─── MATERIAL SHOWN

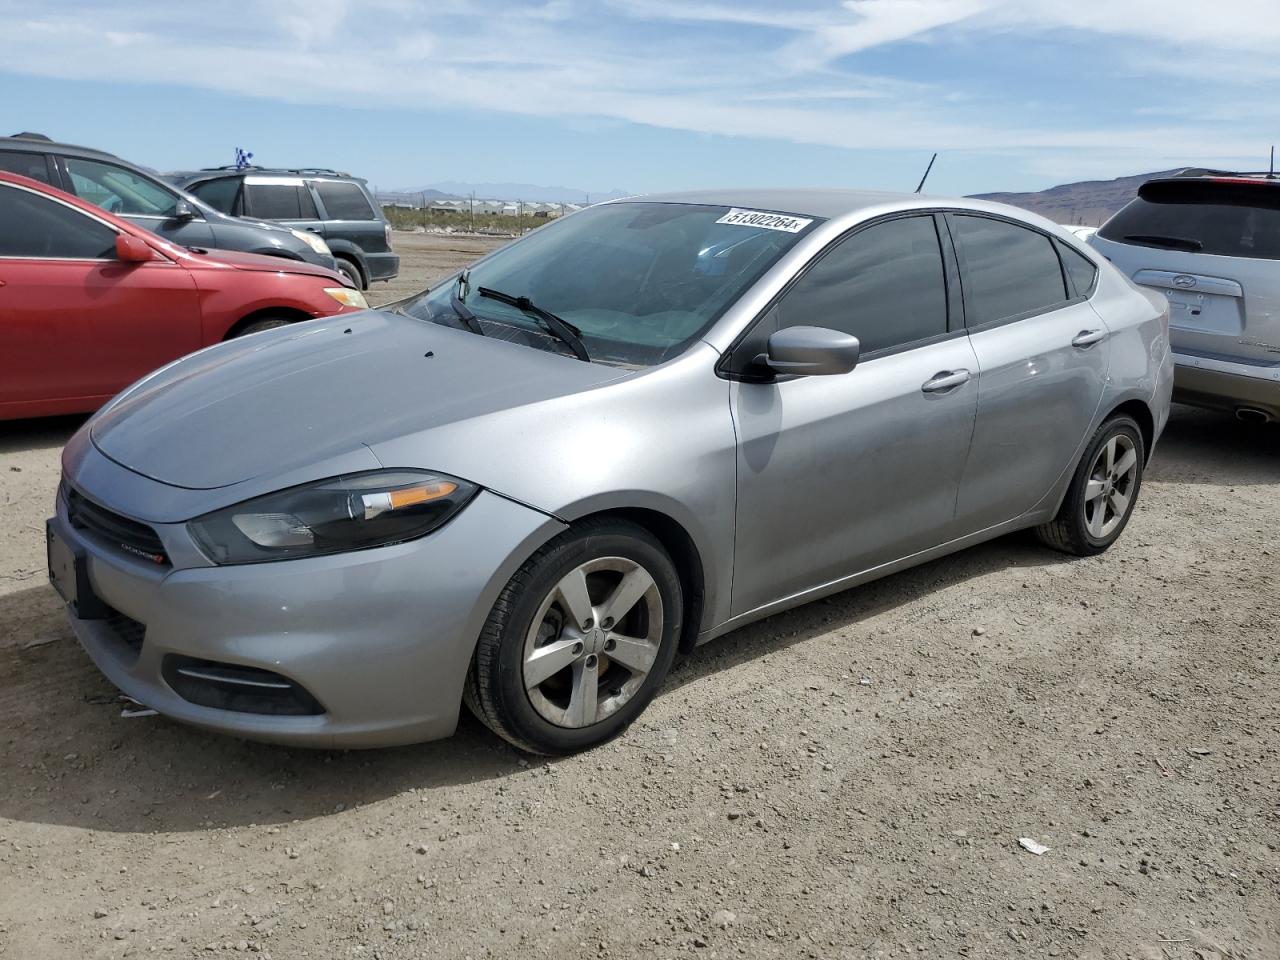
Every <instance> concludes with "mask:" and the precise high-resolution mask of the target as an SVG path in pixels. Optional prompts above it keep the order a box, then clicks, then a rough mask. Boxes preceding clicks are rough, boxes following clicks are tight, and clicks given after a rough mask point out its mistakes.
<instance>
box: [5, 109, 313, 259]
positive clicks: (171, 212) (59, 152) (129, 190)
mask: <svg viewBox="0 0 1280 960" xmlns="http://www.w3.org/2000/svg"><path fill="white" fill-rule="evenodd" d="M0 170H5V172H8V173H17V174H20V175H23V177H29V178H32V179H33V180H41V182H42V183H47V184H50V186H51V187H56V188H58V189H63V191H67V192H68V193H74V195H76V196H78V197H81V198H82V200H87V201H88V202H91V204H96V205H97V206H100V207H102V209H104V210H108V211H110V212H113V214H116V215H118V216H123V218H124V219H125V220H129V221H131V223H134V224H137V225H138V227H142V228H143V229H147V230H151V232H152V233H156V234H159V236H161V237H164V238H165V239H168V241H172V242H174V243H178V244H180V246H183V247H206V248H207V247H214V248H218V250H236V251H242V252H246V253H265V255H268V256H278V257H285V259H288V260H303V261H306V262H310V264H315V265H317V266H323V268H326V269H329V270H333V269H334V268H335V264H334V259H333V253H332V252H330V251H329V247H328V246H326V244H325V242H324V238H323V237H316V236H315V234H311V233H306V232H303V230H292V229H288V228H287V227H280V225H278V224H270V223H261V221H253V220H246V219H241V218H237V216H228V215H227V214H223V212H220V211H218V210H215V209H214V207H211V206H209V204H206V202H204V201H201V200H197V198H196V197H193V196H191V195H189V193H186V192H183V191H180V189H177V188H175V187H174V186H173V184H170V183H165V182H164V180H163V179H160V178H159V177H155V175H152V174H150V173H147V172H146V170H143V169H142V168H140V166H137V165H136V164H131V163H128V161H125V160H122V159H120V157H118V156H114V155H113V154H106V152H104V151H101V150H91V148H88V147H77V146H73V145H70V143H55V142H54V141H51V140H50V138H49V137H45V136H42V134H38V133H19V134H17V136H13V137H0Z"/></svg>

──────

▸ **THE TASK**
The reply should repeat the listing above exactly and contain no pictures.

▸ **EXERCISE SOLUTION**
Every <instance> concludes with "mask:" and the precise high-resolution mask of the target as an SVG path in pixels. Optional prompts above it keep the order a box, then clicks, then a rough mask. Boxes preceding clicks are rough, boxes following clicks are tight, and clicks given after a rough mask point out its mistakes.
<instance>
box: [5, 109, 313, 259]
positive clicks: (171, 212) (59, 152) (129, 190)
mask: <svg viewBox="0 0 1280 960" xmlns="http://www.w3.org/2000/svg"><path fill="white" fill-rule="evenodd" d="M0 170H5V172H8V173H17V174H20V175H23V177H29V178H32V179H33V180H41V182H42V183H47V184H50V186H51V187H56V188H58V189H63V191H67V192H68V193H74V195H76V196H78V197H81V198H82V200H87V201H88V202H91V204H96V205H97V206H100V207H102V209H104V210H108V211H110V212H113V214H116V215H118V216H123V218H124V219H125V220H129V221H131V223H134V224H137V225H138V227H142V228H143V229H147V230H151V232H152V233H156V234H159V236H161V237H164V238H165V239H168V241H172V242H174V243H178V244H180V246H183V247H206V248H207V247H214V248H218V250H236V251H242V252H246V253H265V255H268V256H278V257H285V259H288V260H303V261H306V262H310V264H315V265H317V266H323V268H326V269H329V270H333V269H334V268H335V264H334V259H333V253H332V252H330V251H329V247H328V246H326V244H325V242H324V238H323V237H316V236H315V234H311V233H306V232H303V230H292V229H288V228H287V227H280V225H278V224H270V223H261V221H253V220H246V219H241V218H237V216H228V215H227V214H223V212H220V211H218V210H215V209H214V207H211V206H209V204H206V202H204V201H201V200H197V198H196V197H193V196H191V195H189V193H186V192H183V191H180V189H177V188H175V187H174V186H173V184H170V183H165V182H164V180H163V179H160V178H159V177H155V175H152V174H150V173H147V172H146V170H143V169H142V168H140V166H137V165H136V164H131V163H128V161H125V160H122V159H120V157H118V156H114V155H113V154H106V152H104V151H101V150H91V148H88V147H77V146H73V145H70V143H55V142H54V141H51V140H50V138H49V137H45V136H42V134H38V133H19V134H17V136H13V137H0Z"/></svg>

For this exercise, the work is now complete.